Exercise
Report how many lines in the entries below contain the word "background". Give only the number.

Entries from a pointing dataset
+---+

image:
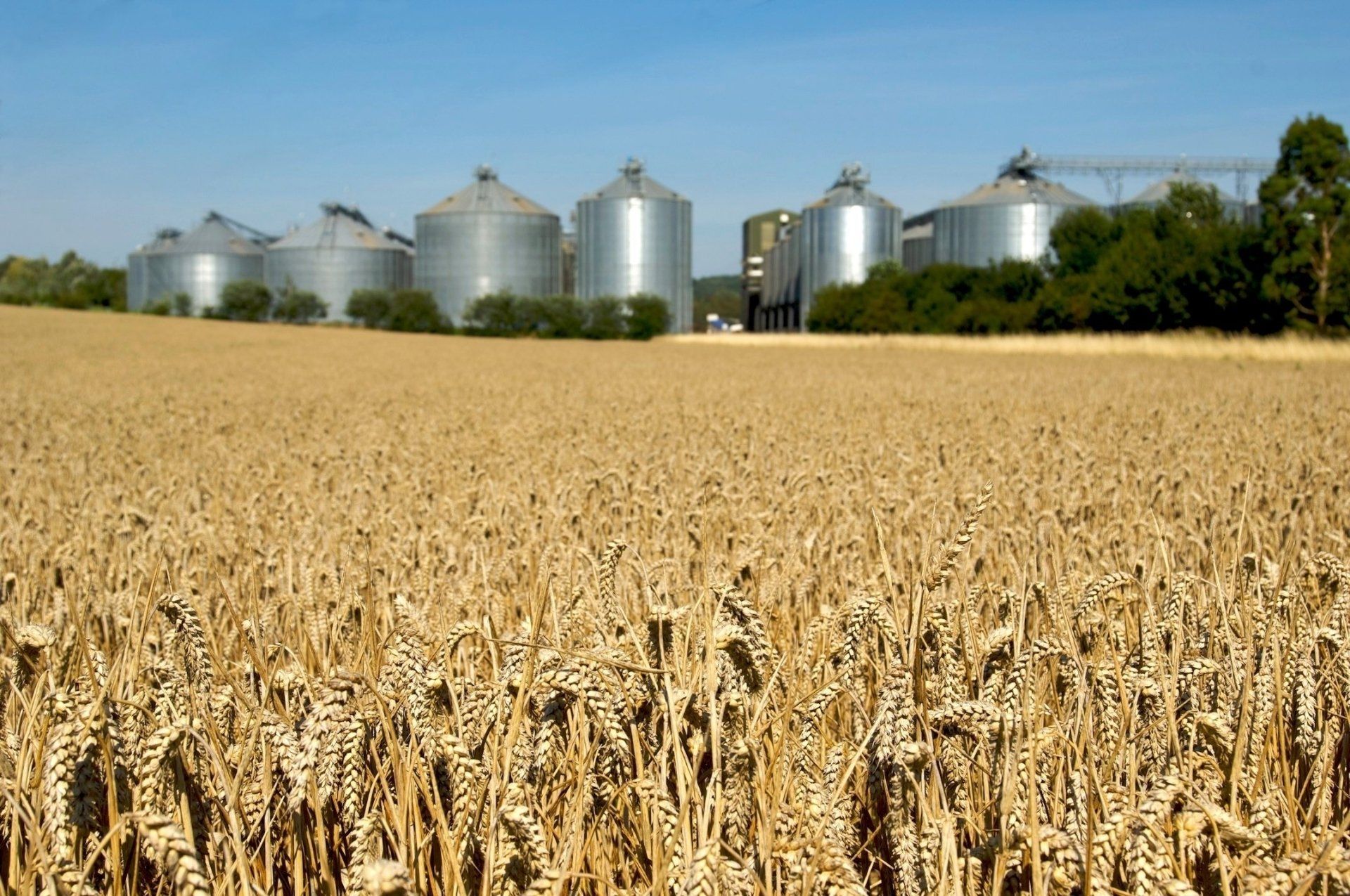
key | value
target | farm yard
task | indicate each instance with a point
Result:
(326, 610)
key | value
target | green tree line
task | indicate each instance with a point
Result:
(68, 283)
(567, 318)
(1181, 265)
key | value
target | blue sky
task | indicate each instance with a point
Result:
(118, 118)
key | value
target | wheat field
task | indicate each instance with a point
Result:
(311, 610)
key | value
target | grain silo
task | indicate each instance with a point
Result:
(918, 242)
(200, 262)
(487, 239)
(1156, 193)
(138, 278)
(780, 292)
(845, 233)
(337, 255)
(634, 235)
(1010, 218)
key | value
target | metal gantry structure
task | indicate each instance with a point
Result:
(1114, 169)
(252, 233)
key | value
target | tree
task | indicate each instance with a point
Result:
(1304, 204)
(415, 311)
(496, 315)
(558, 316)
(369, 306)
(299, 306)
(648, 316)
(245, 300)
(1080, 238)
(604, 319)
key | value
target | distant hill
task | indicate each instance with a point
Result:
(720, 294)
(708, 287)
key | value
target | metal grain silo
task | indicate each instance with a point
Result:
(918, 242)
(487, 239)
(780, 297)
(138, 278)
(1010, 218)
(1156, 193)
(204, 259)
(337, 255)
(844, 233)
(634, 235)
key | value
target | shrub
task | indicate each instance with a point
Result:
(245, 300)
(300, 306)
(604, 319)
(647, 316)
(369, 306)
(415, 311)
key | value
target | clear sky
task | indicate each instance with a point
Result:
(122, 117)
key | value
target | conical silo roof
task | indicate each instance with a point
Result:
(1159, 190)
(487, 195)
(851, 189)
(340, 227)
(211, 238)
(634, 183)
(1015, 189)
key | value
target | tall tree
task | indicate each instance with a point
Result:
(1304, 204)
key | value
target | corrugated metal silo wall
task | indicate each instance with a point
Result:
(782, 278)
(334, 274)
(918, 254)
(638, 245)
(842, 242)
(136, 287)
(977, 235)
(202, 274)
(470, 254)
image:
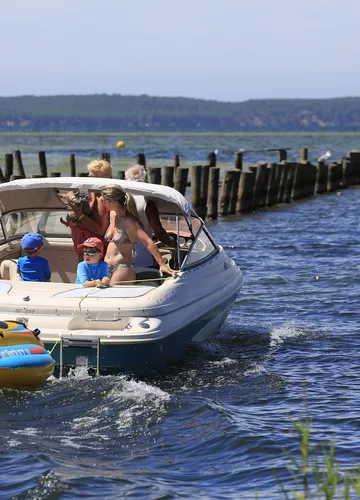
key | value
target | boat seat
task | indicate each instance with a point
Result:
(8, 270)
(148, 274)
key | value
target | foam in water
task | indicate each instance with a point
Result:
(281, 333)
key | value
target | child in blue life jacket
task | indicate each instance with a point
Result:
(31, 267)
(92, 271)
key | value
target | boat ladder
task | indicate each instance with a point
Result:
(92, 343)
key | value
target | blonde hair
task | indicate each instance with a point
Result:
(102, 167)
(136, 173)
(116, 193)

+---+

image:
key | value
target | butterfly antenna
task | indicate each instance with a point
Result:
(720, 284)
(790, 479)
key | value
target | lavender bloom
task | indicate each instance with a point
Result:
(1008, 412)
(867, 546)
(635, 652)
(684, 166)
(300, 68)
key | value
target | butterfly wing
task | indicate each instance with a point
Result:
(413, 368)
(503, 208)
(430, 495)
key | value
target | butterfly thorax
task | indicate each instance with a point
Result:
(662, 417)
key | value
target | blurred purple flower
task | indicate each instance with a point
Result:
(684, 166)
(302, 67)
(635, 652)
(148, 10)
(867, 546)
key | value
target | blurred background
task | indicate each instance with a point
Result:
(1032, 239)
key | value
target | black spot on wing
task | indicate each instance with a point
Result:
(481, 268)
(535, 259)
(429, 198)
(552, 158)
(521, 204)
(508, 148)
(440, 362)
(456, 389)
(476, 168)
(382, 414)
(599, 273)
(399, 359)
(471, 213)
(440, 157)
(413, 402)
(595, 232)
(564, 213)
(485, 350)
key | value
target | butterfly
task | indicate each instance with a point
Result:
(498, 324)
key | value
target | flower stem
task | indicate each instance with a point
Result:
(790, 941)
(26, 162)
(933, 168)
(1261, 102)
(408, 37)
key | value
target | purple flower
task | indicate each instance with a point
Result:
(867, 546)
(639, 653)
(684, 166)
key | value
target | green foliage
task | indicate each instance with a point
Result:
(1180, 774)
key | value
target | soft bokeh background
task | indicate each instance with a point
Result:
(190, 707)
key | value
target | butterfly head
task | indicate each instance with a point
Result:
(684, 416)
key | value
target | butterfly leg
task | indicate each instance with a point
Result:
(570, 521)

+---+

Reply to the task
2